La mujer de Guillermo ha tomado un somnífero y su cuerpo pierde fuerza mientras lee. Su marido no ha escrito una historia sino las tres posibilidades de una historia. En forma típica, no se decide por ninguna de ellas y entrega el desenlace a la parda normalidad de la vida. “La realidad es rica en golpes bajos, no en grandes hazañas”, advierte Guillermo. El narrador que lo representa en el relato aprovecha el intermedio del concierto para pasear por la sala. Encuentra al anciano en el vestíbulo y presencia los honores que le tributan. Se trata de un hombre famoso, un célebre director de orquesta que años atrás descubrió al pianista, lo convirtió en su favorito y luego en su amante. Una vulgar historia de amor y manipulación, ya imposible por la diferencia de edad, sólo prolongada a través de la música.

La tres variantes imaginadas eran más atractivas que el desenlace real. La vida, en efecto, es rica en golpes bajos. El encanto se disuelve. Así termina Guillermo su relato. “Para ella, la parte más interesante comenzaba en el punto donde su marido cerraba el relato”, escribe Pitol. El cuento decepciona, ahogado por esa solución común. Una historia previsible sobre las debilidades del cuerpo.

El desenlace de Pitol es muy superior al de Guillermo, pero no depende de agregar una acción, sino de la mirada de la mujer que lee el relato. ¿Qué es lo que ella entiende? La impotencia de su marido, no sólo para concluir el texto, sino para expresar su deseo.

+--

» **Tarea 1**
Según el fragmento, ¿quién es el anciano que el narrador encuentra en el vestíbulo durante el intermedio del concierto?
» **Tarea 2**
Reproduce sin cambios el pasaje del fragmento que va desde "El desenlace de" hasta "expresar su deseo.".

+--

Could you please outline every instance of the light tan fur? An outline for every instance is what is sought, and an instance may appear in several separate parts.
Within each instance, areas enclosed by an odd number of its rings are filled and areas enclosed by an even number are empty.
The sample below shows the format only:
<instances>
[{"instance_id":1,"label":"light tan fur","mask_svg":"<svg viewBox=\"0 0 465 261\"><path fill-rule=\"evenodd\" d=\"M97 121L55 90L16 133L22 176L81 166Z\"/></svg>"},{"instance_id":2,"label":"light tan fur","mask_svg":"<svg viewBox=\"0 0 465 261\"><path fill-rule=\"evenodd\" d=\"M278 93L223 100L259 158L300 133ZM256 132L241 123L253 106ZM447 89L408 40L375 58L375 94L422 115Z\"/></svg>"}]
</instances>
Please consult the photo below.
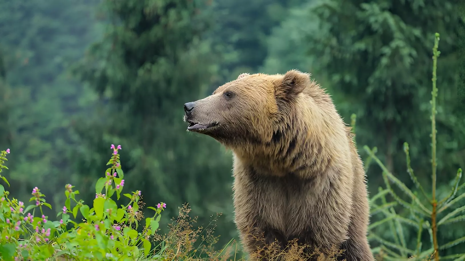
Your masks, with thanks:
<instances>
[{"instance_id":1,"label":"light tan fur","mask_svg":"<svg viewBox=\"0 0 465 261\"><path fill-rule=\"evenodd\" d=\"M233 152L235 222L246 251L297 238L344 249L348 261L373 260L362 161L310 74L243 73L190 106L185 120L208 126L192 130Z\"/></svg>"}]
</instances>

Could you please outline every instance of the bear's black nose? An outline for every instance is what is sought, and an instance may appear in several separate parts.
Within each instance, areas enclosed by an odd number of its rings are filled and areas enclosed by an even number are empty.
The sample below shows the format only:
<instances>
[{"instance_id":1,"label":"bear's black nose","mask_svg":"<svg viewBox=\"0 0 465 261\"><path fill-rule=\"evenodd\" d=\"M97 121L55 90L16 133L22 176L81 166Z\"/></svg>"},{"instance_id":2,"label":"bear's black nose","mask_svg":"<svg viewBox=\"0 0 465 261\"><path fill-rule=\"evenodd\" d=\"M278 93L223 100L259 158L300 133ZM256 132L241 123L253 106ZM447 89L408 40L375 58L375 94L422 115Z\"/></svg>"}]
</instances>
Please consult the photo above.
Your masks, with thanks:
<instances>
[{"instance_id":1,"label":"bear's black nose","mask_svg":"<svg viewBox=\"0 0 465 261\"><path fill-rule=\"evenodd\" d=\"M190 112L194 109L194 103L187 103L184 104L184 111L186 113Z\"/></svg>"}]
</instances>

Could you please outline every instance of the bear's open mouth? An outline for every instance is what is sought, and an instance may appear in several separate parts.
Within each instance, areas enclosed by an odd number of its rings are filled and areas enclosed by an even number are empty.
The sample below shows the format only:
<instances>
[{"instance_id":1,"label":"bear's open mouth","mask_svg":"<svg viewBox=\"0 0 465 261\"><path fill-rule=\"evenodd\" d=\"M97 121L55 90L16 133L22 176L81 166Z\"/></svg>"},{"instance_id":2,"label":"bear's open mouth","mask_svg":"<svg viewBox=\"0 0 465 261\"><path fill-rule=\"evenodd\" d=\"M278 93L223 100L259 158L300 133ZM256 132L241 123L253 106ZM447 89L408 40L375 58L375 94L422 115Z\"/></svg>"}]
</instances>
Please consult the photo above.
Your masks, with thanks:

+--

» **Respuesta escrita 1**
Es un célebre director de orquesta que años atrás descubrió al pianista.

» **Respuesta escrita 2**
El desenlace de Pitol es muy superior al de Guillermo, pero no depende de agregar una acción, sino de la mirada de la mujer que lee el relato. ¿Qué es lo que ella entiende? La impotencia de su marido, no sólo para concluir el texto, sino para expresar su deseo.